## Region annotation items
+ + + + +
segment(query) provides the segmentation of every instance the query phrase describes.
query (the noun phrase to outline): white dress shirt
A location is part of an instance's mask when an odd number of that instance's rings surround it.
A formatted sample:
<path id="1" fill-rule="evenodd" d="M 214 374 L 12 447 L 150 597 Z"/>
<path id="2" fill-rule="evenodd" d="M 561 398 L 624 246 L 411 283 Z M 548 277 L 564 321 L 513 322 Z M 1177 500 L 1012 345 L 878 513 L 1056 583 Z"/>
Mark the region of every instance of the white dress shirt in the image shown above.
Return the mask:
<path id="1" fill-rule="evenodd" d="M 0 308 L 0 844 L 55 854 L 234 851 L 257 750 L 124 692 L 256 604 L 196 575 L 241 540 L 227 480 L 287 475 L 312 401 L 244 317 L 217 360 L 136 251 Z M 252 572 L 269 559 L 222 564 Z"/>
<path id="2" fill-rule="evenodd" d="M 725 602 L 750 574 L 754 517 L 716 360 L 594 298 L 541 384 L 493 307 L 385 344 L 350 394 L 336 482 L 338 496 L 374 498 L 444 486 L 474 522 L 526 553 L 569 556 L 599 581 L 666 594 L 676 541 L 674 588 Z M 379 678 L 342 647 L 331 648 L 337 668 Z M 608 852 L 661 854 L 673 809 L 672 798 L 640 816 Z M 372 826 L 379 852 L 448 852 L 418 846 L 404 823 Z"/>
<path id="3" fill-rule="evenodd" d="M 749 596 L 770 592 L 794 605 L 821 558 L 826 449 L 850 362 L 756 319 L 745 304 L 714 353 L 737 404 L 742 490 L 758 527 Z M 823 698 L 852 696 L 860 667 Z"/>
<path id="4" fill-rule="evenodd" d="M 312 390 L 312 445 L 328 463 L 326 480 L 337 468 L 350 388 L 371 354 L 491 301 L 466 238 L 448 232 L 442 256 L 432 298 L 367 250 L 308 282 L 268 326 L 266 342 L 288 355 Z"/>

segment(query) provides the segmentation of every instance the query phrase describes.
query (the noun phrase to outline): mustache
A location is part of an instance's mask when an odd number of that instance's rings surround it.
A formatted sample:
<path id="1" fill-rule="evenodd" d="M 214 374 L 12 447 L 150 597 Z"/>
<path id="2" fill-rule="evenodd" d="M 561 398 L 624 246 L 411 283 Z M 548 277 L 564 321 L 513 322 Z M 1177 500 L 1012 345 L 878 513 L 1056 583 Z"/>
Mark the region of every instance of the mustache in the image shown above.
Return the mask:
+ + + + +
## DIRECTIVE
Write out all the records above again, exactly as they stand.

## TASK OUTPUT
segment(query) provides the segmentation of every instance the query phrase describes.
query (the noun phrase to outline): white dress shirt
A location is part of an instance's mask when an odd number of that instance's rings surround it.
A formatted sample:
<path id="1" fill-rule="evenodd" d="M 214 374 L 12 447 L 150 597 Z"/>
<path id="2" fill-rule="evenodd" d="M 561 398 L 624 246 L 411 283 Z M 548 277 L 564 321 L 513 322 Z M 1177 500 L 1012 345 L 878 513 L 1056 583 Z"/>
Mark the region of every instance of the white dress shirt in the image shown above.
Return the mask:
<path id="1" fill-rule="evenodd" d="M 0 308 L 0 844 L 55 854 L 234 851 L 257 750 L 124 692 L 256 604 L 196 575 L 241 540 L 227 480 L 287 475 L 312 401 L 244 317 L 217 360 L 136 251 Z M 252 572 L 269 559 L 222 564 Z"/>
<path id="2" fill-rule="evenodd" d="M 725 602 L 750 574 L 754 517 L 716 360 L 594 298 L 541 384 L 493 307 L 385 344 L 350 394 L 336 482 L 338 496 L 374 498 L 444 486 L 474 522 L 526 553 L 569 556 L 599 581 L 666 594 L 676 541 L 674 588 Z M 379 678 L 342 647 L 331 648 L 337 668 Z M 608 852 L 661 854 L 673 809 L 672 798 L 640 816 Z M 372 826 L 379 852 L 448 852 L 418 846 L 404 823 Z"/>
<path id="3" fill-rule="evenodd" d="M 749 596 L 770 592 L 794 605 L 821 558 L 826 449 L 850 362 L 756 319 L 745 304 L 714 353 L 737 404 L 742 490 L 758 527 Z M 823 698 L 852 696 L 860 667 Z"/>
<path id="4" fill-rule="evenodd" d="M 312 390 L 312 445 L 328 463 L 326 480 L 337 468 L 350 388 L 371 354 L 491 301 L 466 238 L 448 232 L 442 256 L 432 298 L 367 250 L 308 282 L 268 326 L 266 342 L 288 355 Z"/>

segment(query) provides the segmentation of every instance the query phrase describes.
query (the noun phrase to outline): mustache
A location is part of an instance's mask when an odd number of that instance's rings surround it.
A formatted sample:
<path id="1" fill-rule="evenodd" d="M 214 374 L 12 447 L 150 597 Z"/>
<path id="2" fill-rule="evenodd" d="M 561 398 L 624 246 L 411 283 Z M 548 277 L 564 321 L 513 322 Z M 1177 500 L 1012 345 L 878 513 L 1056 583 Z"/>
Mark the region of every instance of the mustache in the image shown above.
Return the mask:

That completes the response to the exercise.